BEGIN

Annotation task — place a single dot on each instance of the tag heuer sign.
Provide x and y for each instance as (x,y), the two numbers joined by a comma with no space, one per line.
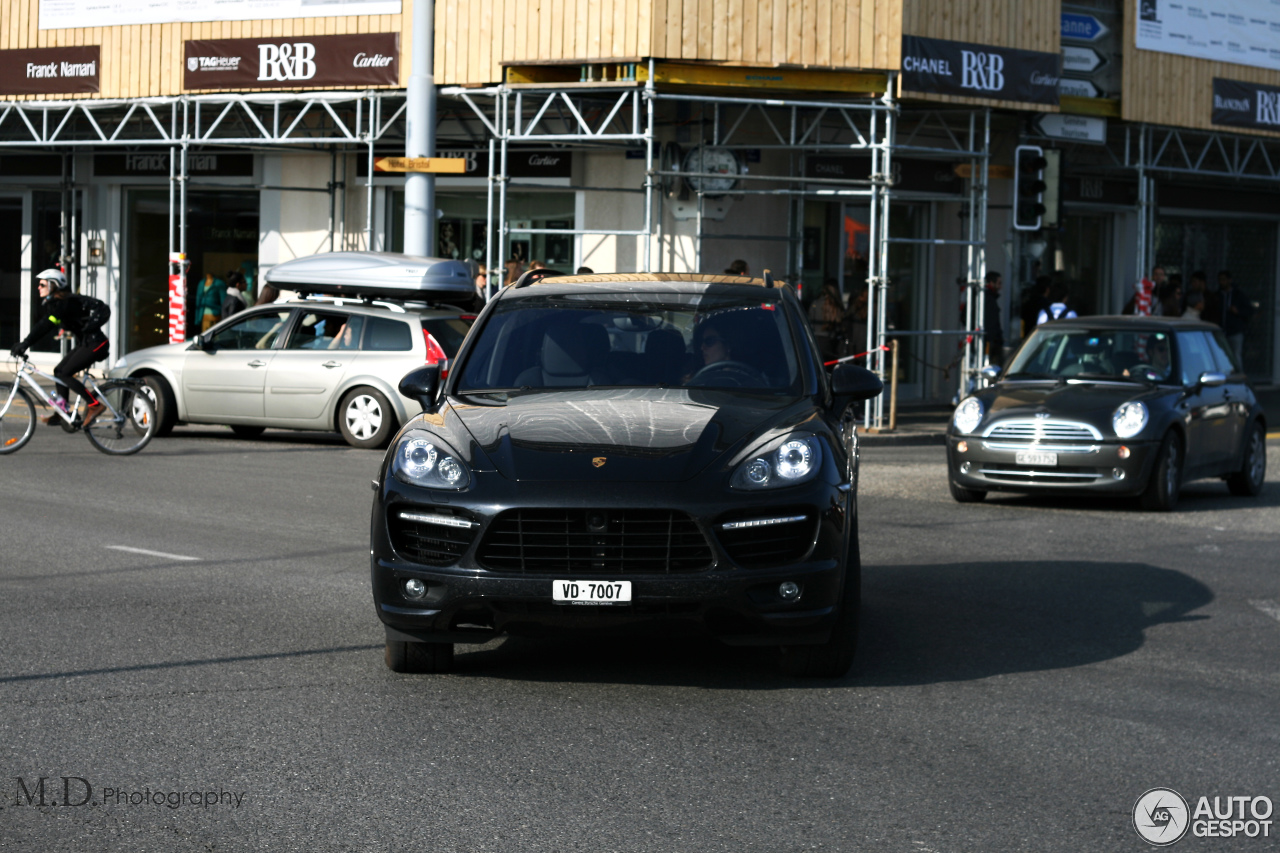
(50,71)
(293,62)
(979,71)
(1251,105)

END

** Goal of the exercise **
Reproduce the data above exactly, leaving each picture out.

** Exercise answer **
Annotation task — place a single dot on each instance of the tag heuer sign.
Provide x and y for each instance as (x,y), the two numbers joined by a comma with no space, one per line.
(50,71)
(293,62)
(979,71)
(1251,105)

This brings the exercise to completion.